# [Exercise]
Print nothing but the lines below starting at the line that holds "Target: microphone stand" and ending at the line that holds "Target: metal stage leg", including both, each exactly as written.

# # # # #

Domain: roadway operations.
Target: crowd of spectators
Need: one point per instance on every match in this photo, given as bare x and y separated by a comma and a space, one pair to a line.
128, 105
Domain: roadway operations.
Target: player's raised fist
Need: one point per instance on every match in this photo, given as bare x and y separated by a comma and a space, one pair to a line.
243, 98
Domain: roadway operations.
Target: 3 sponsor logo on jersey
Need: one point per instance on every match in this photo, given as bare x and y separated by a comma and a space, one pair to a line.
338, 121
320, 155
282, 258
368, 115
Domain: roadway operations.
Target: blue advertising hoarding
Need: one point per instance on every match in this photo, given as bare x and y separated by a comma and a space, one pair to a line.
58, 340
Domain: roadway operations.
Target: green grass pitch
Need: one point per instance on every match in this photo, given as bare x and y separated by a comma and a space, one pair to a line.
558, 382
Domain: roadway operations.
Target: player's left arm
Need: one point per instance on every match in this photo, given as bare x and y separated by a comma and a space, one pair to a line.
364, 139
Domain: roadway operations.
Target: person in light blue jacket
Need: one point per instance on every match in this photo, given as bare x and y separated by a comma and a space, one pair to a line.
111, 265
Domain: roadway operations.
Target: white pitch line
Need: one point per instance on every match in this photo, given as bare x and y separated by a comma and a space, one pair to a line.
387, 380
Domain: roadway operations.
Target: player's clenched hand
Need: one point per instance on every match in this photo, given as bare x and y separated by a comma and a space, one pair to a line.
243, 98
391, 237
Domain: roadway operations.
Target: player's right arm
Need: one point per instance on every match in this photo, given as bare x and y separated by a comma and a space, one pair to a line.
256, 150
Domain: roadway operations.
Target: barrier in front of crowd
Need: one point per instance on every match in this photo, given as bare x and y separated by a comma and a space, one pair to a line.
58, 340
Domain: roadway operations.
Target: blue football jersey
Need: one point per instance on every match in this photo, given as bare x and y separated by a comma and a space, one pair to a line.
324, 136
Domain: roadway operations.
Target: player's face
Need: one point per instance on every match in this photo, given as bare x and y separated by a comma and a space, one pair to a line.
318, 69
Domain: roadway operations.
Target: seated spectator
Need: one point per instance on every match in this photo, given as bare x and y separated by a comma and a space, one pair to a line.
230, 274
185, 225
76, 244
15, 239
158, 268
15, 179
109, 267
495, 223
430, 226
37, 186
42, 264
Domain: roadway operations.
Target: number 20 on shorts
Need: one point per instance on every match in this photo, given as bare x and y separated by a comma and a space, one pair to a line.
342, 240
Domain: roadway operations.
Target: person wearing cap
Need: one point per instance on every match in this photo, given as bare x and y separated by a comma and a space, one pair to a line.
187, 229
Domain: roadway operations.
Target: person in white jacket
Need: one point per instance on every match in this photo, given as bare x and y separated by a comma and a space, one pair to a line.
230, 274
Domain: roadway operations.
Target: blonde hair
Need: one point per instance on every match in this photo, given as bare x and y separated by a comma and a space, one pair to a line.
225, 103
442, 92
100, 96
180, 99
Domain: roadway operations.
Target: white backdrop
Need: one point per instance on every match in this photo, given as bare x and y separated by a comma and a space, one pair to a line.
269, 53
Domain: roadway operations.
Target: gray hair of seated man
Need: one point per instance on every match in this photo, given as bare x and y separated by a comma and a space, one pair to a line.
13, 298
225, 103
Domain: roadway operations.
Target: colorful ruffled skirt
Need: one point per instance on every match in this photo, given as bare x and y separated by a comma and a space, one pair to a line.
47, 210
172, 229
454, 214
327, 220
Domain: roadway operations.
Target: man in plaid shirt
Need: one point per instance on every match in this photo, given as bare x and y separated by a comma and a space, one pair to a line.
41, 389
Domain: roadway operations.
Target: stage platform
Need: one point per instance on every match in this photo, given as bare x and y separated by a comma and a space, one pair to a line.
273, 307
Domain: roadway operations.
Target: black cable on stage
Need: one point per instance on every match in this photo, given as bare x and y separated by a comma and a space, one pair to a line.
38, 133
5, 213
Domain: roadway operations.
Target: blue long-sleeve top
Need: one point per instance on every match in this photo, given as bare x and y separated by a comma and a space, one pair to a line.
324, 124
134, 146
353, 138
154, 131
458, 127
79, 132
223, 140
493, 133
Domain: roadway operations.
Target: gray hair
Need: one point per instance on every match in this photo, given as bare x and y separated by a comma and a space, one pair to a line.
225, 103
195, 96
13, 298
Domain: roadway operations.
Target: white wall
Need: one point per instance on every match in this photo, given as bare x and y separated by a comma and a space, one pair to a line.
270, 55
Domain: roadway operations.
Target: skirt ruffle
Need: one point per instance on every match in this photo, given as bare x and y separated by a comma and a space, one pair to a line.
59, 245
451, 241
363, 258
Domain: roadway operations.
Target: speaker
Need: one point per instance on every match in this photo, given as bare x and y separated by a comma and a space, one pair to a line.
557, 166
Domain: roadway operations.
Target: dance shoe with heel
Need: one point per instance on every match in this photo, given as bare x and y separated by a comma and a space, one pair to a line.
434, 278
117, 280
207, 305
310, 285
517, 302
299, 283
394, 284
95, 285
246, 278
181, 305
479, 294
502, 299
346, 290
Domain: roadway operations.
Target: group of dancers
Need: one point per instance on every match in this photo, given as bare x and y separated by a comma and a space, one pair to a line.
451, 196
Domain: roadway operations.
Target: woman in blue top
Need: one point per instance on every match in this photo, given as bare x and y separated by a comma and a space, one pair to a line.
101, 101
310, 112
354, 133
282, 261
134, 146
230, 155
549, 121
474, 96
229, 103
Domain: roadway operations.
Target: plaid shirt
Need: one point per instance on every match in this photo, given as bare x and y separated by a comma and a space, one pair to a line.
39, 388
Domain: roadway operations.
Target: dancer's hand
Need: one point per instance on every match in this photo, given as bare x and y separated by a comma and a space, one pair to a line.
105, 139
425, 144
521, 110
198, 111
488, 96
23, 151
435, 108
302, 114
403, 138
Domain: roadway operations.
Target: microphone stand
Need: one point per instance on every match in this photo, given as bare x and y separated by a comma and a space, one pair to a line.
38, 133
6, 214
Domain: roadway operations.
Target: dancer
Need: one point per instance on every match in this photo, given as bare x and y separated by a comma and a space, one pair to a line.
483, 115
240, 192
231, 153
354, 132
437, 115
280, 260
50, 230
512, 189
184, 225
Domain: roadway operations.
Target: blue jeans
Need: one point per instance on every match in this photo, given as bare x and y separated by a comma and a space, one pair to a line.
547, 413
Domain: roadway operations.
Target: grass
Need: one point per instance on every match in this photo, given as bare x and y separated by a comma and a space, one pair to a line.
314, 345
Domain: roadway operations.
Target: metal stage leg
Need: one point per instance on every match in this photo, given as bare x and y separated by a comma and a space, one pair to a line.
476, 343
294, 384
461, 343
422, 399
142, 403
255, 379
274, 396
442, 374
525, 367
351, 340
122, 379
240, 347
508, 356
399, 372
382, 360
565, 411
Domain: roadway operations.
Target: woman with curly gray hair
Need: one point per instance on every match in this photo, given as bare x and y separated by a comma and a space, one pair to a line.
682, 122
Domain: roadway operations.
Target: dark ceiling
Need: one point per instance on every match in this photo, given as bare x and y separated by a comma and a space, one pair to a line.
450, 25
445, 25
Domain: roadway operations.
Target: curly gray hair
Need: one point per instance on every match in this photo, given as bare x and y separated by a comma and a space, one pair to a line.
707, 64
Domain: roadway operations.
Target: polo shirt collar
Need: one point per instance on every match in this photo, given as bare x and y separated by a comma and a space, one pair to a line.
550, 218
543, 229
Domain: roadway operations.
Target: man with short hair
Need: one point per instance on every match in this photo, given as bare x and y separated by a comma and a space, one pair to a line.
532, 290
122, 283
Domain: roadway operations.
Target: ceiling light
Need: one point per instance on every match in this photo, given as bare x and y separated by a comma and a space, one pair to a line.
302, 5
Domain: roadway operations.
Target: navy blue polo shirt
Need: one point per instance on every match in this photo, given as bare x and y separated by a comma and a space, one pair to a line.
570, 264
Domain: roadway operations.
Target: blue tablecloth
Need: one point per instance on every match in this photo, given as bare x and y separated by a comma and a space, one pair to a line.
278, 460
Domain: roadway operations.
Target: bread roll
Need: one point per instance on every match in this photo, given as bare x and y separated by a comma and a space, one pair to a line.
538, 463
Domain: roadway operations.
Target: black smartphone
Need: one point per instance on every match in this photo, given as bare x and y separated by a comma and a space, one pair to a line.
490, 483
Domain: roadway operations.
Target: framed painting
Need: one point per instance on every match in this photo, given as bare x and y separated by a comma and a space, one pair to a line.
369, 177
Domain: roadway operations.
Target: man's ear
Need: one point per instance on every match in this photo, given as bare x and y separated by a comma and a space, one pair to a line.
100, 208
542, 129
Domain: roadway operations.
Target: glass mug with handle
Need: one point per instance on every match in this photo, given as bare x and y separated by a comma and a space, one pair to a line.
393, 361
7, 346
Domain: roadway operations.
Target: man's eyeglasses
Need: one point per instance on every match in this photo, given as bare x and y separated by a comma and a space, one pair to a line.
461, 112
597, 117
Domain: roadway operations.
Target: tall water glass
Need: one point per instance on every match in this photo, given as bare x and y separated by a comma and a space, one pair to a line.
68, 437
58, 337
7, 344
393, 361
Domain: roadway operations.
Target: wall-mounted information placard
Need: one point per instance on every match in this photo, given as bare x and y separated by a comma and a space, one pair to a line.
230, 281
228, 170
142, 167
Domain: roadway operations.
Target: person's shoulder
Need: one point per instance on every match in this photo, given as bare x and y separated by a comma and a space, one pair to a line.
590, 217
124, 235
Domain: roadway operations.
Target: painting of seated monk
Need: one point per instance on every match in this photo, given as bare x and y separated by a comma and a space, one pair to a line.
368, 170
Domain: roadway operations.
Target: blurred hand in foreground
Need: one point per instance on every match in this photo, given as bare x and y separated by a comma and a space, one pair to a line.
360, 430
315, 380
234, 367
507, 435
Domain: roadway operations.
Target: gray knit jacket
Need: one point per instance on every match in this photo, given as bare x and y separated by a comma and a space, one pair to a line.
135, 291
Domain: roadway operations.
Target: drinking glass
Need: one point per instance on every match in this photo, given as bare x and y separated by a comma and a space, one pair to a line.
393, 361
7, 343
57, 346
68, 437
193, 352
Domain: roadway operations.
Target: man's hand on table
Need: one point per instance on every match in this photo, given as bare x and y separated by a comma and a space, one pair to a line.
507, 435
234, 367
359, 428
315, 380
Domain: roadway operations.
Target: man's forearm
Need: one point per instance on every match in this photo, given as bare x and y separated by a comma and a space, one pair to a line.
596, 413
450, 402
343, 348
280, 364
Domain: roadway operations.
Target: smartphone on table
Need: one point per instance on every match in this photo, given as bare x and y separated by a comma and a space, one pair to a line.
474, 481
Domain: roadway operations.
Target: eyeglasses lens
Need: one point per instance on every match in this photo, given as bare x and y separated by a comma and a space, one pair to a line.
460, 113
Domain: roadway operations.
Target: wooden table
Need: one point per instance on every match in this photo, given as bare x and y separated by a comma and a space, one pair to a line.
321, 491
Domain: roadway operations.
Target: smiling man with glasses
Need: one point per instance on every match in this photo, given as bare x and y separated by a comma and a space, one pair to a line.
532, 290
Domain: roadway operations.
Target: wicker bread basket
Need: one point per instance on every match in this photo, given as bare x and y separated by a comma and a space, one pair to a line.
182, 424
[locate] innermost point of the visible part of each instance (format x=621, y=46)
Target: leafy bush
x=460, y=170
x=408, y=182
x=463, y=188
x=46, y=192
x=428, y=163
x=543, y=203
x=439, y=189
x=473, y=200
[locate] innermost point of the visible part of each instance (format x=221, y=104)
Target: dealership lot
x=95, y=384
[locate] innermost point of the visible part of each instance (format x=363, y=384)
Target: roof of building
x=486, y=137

# # # # #

# [Exercise response]
Target: microphone stand
Need: one point per instance on every match in this photo, given as bare x and y separated by a comma and a space, one pair to a line.
38, 133
6, 214
Domain: roadway operations.
Target: dancer
Need: one point per instance on every match in this photo, given as bare x and y separated by a comma and a space, one pair to a line.
483, 115
240, 192
231, 153
354, 132
437, 115
280, 260
50, 230
512, 189
184, 225
Domain: roadway operations.
Target: blue jeans
Need: one point per instance on every match in this photo, given as bare x and y separated by a comma and a space, one pair to a line.
547, 413
Domain: roadway operations.
Target: grass
Need: one point per instance on every match in this photo, given as bare x and y separated by a comma and a space, one pair to a line.
314, 345
Domain: roadway operations.
Target: metal stage leg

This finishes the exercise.